----- EXTRACTED ENTRIES -----

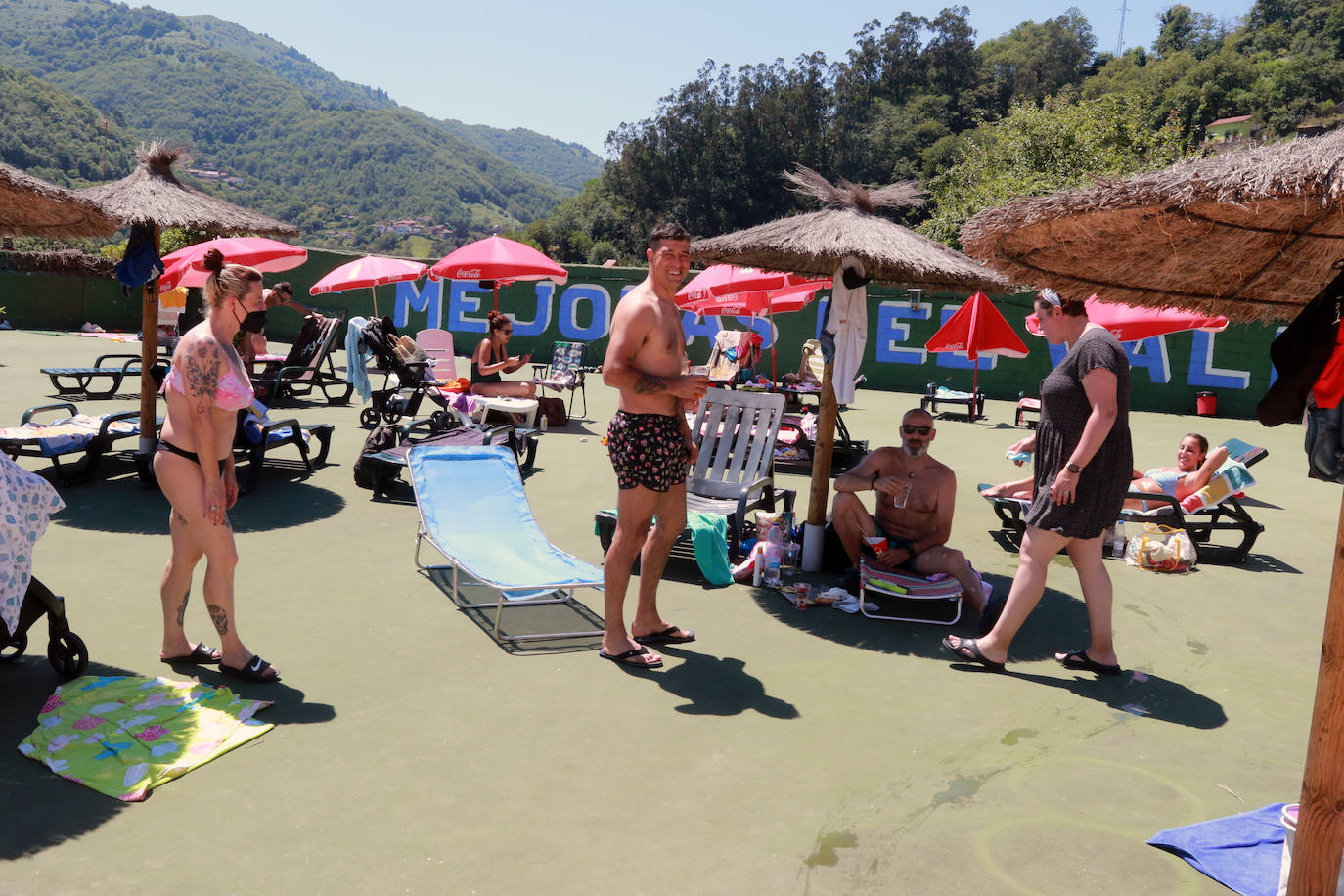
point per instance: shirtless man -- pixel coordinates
(917, 533)
(650, 446)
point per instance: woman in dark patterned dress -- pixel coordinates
(1082, 468)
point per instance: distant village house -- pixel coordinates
(1232, 129)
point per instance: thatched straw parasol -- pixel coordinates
(815, 244)
(850, 225)
(1249, 234)
(32, 207)
(152, 197)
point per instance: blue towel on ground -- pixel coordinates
(710, 539)
(1240, 852)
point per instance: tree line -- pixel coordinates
(1028, 112)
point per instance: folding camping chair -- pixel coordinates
(306, 367)
(1214, 510)
(733, 475)
(473, 511)
(564, 371)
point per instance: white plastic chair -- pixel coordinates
(438, 345)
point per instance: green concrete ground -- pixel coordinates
(783, 752)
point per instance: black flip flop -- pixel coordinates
(967, 650)
(624, 658)
(667, 636)
(251, 672)
(1080, 661)
(201, 655)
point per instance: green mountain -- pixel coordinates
(266, 126)
(568, 165)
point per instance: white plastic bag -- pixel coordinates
(1161, 550)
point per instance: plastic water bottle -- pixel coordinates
(773, 557)
(1117, 547)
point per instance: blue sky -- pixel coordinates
(575, 71)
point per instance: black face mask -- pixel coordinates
(252, 323)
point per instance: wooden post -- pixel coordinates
(148, 356)
(823, 450)
(1320, 821)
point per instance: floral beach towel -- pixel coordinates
(125, 735)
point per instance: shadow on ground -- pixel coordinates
(124, 506)
(714, 686)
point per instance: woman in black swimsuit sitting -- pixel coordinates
(485, 368)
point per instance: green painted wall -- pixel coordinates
(1167, 371)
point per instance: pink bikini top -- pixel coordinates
(230, 395)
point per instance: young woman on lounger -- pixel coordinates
(492, 359)
(1195, 467)
(205, 387)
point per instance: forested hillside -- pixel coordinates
(1023, 113)
(284, 136)
(568, 165)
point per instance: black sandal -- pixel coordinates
(969, 650)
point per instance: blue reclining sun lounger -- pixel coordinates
(474, 512)
(78, 432)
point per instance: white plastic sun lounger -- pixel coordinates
(473, 511)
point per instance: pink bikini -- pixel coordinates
(230, 395)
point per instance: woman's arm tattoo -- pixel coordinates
(203, 375)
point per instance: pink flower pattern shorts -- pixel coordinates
(647, 449)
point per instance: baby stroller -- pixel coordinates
(408, 375)
(27, 500)
(67, 650)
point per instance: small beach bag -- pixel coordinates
(1161, 550)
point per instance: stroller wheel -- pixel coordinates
(67, 655)
(15, 648)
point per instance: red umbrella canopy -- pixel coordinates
(367, 273)
(977, 328)
(499, 259)
(183, 267)
(757, 304)
(1131, 324)
(728, 280)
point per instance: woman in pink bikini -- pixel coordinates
(205, 387)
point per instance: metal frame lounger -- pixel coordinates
(473, 511)
(54, 439)
(85, 377)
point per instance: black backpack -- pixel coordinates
(381, 439)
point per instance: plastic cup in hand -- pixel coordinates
(789, 561)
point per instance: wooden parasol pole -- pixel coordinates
(1320, 821)
(148, 356)
(822, 452)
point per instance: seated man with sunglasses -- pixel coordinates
(915, 500)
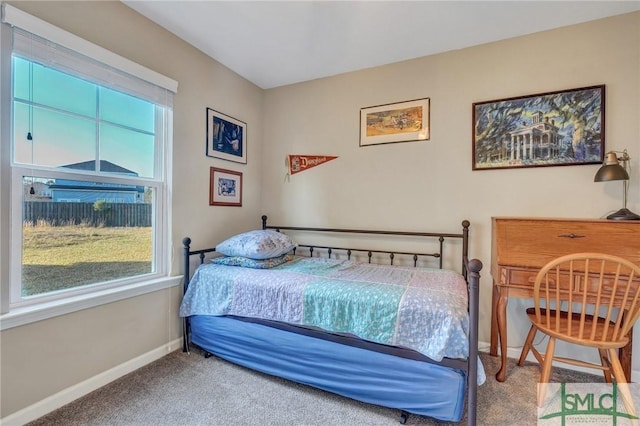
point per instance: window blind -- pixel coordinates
(108, 70)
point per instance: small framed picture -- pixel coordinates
(225, 187)
(399, 122)
(226, 137)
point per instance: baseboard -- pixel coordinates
(515, 353)
(78, 390)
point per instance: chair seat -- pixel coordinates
(602, 338)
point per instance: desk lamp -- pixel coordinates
(612, 170)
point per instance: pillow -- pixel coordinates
(262, 244)
(245, 262)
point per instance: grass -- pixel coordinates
(61, 257)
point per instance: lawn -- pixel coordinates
(60, 257)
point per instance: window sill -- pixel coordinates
(38, 312)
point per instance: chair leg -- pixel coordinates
(606, 364)
(621, 382)
(546, 370)
(527, 345)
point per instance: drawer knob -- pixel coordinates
(570, 236)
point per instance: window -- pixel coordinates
(89, 174)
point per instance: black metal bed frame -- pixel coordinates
(470, 270)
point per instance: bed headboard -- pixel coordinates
(440, 236)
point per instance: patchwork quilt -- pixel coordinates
(419, 308)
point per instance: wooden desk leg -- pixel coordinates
(493, 349)
(501, 314)
(624, 353)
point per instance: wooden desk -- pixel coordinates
(521, 246)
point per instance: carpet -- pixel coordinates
(188, 389)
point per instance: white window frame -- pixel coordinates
(49, 305)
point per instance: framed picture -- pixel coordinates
(226, 137)
(225, 187)
(399, 122)
(549, 129)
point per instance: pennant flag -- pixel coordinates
(300, 163)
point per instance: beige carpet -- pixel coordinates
(182, 389)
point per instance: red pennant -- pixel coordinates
(300, 163)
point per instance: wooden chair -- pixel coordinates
(588, 299)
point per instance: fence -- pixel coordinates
(112, 214)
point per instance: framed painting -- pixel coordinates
(561, 128)
(226, 137)
(225, 188)
(399, 122)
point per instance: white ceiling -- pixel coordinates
(275, 43)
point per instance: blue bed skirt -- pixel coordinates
(414, 386)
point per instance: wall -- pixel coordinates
(430, 185)
(43, 359)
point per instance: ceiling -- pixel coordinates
(276, 43)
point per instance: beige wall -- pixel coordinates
(430, 185)
(418, 185)
(43, 358)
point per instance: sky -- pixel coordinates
(73, 120)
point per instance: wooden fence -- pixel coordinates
(112, 214)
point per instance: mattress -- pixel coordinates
(377, 378)
(418, 308)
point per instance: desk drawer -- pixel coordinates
(533, 242)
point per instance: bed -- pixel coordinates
(400, 335)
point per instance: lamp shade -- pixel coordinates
(611, 170)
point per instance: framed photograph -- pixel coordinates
(562, 128)
(225, 187)
(399, 122)
(226, 137)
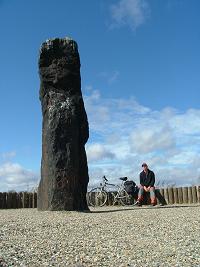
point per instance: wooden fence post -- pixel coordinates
(1, 200)
(34, 200)
(194, 194)
(166, 196)
(180, 195)
(171, 195)
(189, 194)
(185, 195)
(198, 193)
(30, 199)
(25, 200)
(175, 193)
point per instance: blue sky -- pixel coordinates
(140, 67)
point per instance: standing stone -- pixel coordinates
(64, 171)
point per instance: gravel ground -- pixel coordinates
(110, 236)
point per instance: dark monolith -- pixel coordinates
(64, 171)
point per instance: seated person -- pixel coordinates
(147, 181)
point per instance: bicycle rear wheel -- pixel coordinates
(125, 198)
(97, 197)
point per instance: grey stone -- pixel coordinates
(64, 170)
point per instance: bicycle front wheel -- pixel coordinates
(125, 198)
(97, 197)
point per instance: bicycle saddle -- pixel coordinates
(123, 178)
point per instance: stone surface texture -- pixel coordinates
(64, 171)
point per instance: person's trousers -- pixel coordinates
(152, 194)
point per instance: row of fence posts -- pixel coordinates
(171, 195)
(14, 200)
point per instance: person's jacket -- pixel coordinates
(147, 179)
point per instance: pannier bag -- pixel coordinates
(130, 187)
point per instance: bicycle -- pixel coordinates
(98, 196)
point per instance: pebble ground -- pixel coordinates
(109, 236)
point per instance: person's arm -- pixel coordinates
(152, 179)
(141, 179)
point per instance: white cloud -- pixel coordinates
(132, 133)
(14, 176)
(98, 152)
(8, 155)
(110, 77)
(146, 140)
(129, 12)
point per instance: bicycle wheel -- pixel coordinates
(97, 197)
(125, 198)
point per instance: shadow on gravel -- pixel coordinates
(144, 208)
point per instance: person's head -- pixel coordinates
(144, 166)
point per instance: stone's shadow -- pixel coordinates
(144, 208)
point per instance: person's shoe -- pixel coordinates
(137, 203)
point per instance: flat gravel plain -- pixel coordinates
(108, 236)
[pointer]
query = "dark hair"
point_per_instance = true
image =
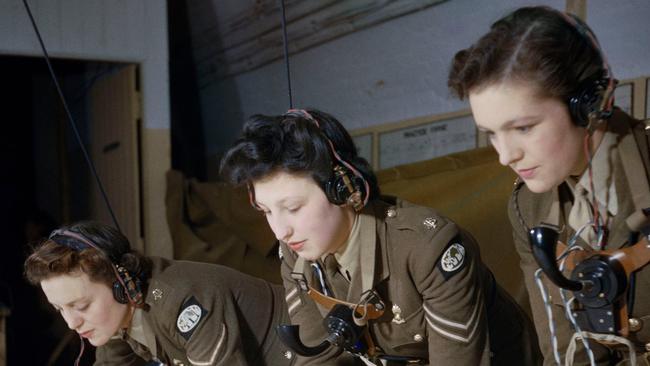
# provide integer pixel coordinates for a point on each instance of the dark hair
(68, 255)
(295, 144)
(535, 45)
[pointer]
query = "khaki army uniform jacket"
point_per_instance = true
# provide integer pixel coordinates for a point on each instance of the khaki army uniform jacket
(442, 303)
(203, 314)
(529, 209)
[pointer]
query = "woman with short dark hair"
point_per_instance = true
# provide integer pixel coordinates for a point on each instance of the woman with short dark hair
(539, 85)
(396, 283)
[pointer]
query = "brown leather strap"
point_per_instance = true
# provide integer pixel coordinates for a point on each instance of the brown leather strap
(367, 311)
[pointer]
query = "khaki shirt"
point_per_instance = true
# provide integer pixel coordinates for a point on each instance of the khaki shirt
(536, 208)
(204, 314)
(442, 304)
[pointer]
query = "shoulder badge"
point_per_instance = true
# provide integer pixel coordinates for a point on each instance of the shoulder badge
(189, 317)
(453, 259)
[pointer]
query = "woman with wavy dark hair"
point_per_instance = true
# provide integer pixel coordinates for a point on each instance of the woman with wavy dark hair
(139, 309)
(540, 86)
(409, 280)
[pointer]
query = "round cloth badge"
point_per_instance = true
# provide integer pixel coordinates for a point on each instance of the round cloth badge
(189, 318)
(453, 258)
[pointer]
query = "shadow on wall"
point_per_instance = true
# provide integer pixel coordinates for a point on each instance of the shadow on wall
(201, 110)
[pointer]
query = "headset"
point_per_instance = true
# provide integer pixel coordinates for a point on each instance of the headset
(594, 98)
(345, 186)
(126, 288)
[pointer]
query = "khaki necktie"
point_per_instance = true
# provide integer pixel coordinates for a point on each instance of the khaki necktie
(336, 280)
(582, 215)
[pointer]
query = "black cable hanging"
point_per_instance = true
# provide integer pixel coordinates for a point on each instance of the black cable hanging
(285, 43)
(69, 115)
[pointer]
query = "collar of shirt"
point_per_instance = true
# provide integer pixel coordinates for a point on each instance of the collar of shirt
(136, 329)
(602, 169)
(348, 254)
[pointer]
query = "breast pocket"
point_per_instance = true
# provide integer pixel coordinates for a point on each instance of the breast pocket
(402, 333)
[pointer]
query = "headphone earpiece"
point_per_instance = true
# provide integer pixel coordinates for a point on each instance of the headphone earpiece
(344, 188)
(127, 288)
(586, 104)
(594, 96)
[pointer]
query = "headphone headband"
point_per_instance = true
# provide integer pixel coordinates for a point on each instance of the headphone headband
(594, 99)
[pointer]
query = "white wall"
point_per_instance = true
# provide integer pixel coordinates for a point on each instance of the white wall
(398, 70)
(109, 30)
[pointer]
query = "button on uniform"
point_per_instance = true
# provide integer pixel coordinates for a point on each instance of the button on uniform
(635, 324)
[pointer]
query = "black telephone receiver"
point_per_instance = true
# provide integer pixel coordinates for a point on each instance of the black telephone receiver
(597, 282)
(342, 332)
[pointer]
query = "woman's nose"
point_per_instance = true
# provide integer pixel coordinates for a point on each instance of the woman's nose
(281, 229)
(507, 150)
(73, 320)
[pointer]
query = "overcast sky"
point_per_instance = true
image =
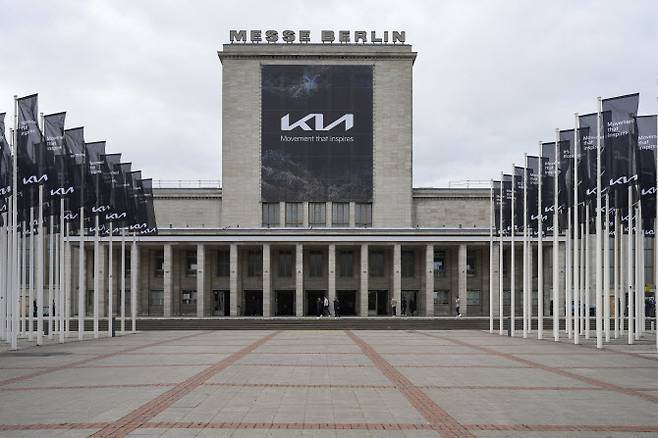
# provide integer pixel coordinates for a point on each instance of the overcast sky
(492, 78)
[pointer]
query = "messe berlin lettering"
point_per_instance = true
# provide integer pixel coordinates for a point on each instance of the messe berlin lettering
(326, 36)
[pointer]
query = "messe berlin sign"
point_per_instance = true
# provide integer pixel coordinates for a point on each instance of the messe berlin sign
(326, 36)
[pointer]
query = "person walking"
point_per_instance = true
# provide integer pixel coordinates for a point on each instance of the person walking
(336, 307)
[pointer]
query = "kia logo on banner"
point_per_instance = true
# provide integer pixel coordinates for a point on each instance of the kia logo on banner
(347, 119)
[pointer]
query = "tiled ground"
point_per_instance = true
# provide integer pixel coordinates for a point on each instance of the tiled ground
(329, 384)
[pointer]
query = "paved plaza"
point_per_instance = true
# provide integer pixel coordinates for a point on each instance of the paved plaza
(328, 384)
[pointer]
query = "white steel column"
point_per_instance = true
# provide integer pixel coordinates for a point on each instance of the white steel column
(397, 278)
(201, 279)
(167, 267)
(267, 279)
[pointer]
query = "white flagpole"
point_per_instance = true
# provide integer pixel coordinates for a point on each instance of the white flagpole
(51, 277)
(588, 272)
(606, 272)
(617, 258)
(598, 246)
(491, 227)
(540, 252)
(134, 263)
(110, 298)
(525, 248)
(39, 270)
(512, 262)
(556, 260)
(573, 308)
(567, 269)
(123, 281)
(630, 272)
(96, 276)
(81, 277)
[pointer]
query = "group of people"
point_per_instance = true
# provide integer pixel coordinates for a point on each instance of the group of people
(322, 307)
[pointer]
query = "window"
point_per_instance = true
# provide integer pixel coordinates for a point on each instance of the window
(190, 263)
(340, 214)
(159, 265)
(439, 264)
(376, 263)
(317, 214)
(345, 264)
(363, 215)
(223, 263)
(408, 261)
(316, 264)
(254, 263)
(285, 263)
(270, 214)
(294, 214)
(471, 270)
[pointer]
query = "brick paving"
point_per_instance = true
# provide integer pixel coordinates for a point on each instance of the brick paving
(328, 384)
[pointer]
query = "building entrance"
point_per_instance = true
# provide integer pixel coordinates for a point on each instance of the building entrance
(253, 303)
(377, 303)
(312, 300)
(285, 303)
(221, 303)
(347, 300)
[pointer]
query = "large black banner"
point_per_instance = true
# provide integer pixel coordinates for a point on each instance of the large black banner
(646, 168)
(317, 133)
(620, 140)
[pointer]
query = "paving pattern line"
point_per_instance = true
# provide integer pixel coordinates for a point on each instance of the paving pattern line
(149, 410)
(439, 419)
(555, 370)
(92, 359)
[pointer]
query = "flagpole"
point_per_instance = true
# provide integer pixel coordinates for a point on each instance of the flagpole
(96, 276)
(556, 260)
(123, 281)
(491, 226)
(573, 307)
(606, 271)
(540, 252)
(630, 274)
(513, 262)
(597, 246)
(110, 298)
(500, 261)
(525, 248)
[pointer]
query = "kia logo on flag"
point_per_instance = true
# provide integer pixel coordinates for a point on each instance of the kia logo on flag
(347, 119)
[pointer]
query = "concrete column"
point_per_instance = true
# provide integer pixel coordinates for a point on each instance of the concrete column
(299, 280)
(267, 283)
(397, 278)
(168, 278)
(429, 280)
(200, 280)
(233, 279)
(462, 280)
(363, 292)
(331, 274)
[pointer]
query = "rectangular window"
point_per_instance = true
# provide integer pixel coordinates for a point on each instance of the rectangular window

-----

_SET TASK_
Copy everything from the start of the records down to the line containing "(1028, 112)", replacing "thatched straw parasol" with "straw beach umbrella" and leaving all else unchanged. Omit the pictures.

_SOLUTION TO THIS TASK_
point per instance: shirtless man -- pixel coordinates
(917, 533)
(650, 446)
point per instance: woman in dark patterned dress -- pixel coordinates
(1082, 468)
point per instance: distant village house -- pixel coordinates
(1232, 129)
point per instance: straw beach umbrella -- pixel coordinates
(815, 244)
(850, 225)
(1249, 234)
(32, 207)
(152, 197)
point per instance: blue towel on ground -- pixel coordinates
(710, 539)
(1240, 852)
point per instance: tree line -- pixel coordinates
(1028, 112)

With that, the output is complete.